> Desafio 1
Liste todas as datas (ano ou mês e ano) que aparecem no trecho sobre o acordo entre a União Europeia e o Mercosul.
> Desafio 2
No trecho sobre o acordo entre a União Europeia e o Mercosul, qual acordo vai substituir o Acordo Comercial Provisório (ACI)?
> Desafio 3
Reescreva em forma de lista o parágrafo do trecho sobre o acordo entre a União Europeia e o Mercosul que começa com "Assim, em dezembro de 2024", mantendo os fatos principais.

━━━ Trecho ━━━

União Europeia e Mercosul: finalmente um acordo?

As negociações entre a União Europeia (UE) e o Mercosul em busca de livre-comércio começaram ainda em 1999 e se tornaram uma das mais longas da história recente das relações internacionais. Marcadas por interrupções, divergências e tensões políticas, parece que enfim alcançaram o seu propósito.

Assim, em dezembro de 2024, os blocos firmaram um pacto final e, em setembro de 2025, a Comissão Europeia encaminhou aos Estados-membros e ao Parlamento o Acordo de Parceria UE-Mercosul (APEM) e o Acordo Comercial Provisório (ACI). O ACI entra em vigor após aprovação europeia, mas será substituído pelo APEM, de maior alcance, que depende da ratificação por todos os parlamentos nacionais.

━━━ Dados exibidos ━━━

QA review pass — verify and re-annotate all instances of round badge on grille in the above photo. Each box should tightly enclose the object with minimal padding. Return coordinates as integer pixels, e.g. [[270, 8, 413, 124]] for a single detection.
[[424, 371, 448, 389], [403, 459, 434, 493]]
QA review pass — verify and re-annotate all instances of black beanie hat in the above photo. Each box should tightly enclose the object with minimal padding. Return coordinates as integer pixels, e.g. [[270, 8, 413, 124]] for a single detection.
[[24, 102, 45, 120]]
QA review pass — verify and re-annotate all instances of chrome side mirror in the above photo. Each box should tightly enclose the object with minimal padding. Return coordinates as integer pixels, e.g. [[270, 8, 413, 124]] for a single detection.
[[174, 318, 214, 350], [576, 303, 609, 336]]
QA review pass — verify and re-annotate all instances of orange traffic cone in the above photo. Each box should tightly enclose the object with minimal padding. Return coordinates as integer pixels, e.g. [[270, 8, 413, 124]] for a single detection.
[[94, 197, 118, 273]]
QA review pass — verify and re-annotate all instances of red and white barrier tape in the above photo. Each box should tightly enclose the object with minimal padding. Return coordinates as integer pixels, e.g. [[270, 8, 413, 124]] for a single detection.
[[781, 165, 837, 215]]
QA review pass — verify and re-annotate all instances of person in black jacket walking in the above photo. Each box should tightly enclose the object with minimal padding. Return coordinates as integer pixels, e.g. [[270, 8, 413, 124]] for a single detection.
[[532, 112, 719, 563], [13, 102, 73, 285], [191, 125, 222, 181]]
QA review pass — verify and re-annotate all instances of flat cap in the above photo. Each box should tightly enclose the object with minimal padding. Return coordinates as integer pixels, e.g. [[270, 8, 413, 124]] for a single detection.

━━━

> Resposta esperada 1
1999; dezembro de 2024; setembro de 2025

> Resposta esperada 2
O Acordo de Parceria UE-Mercosul (APEM).

> Resposta esperada 3
- Dezembro de 2024: os blocos firmaram um pacto final.
- Setembro de 2025: a Comissão Europeia enviou o APEM e o ACI aos Estados-membros e ao Parlamento.
- O ACI entra em vigor depois da aprovação europeia.
- O ACI será substituído pelo APEM, que é mais amplo e depende da ratificação por todos os parlamentos nacionais.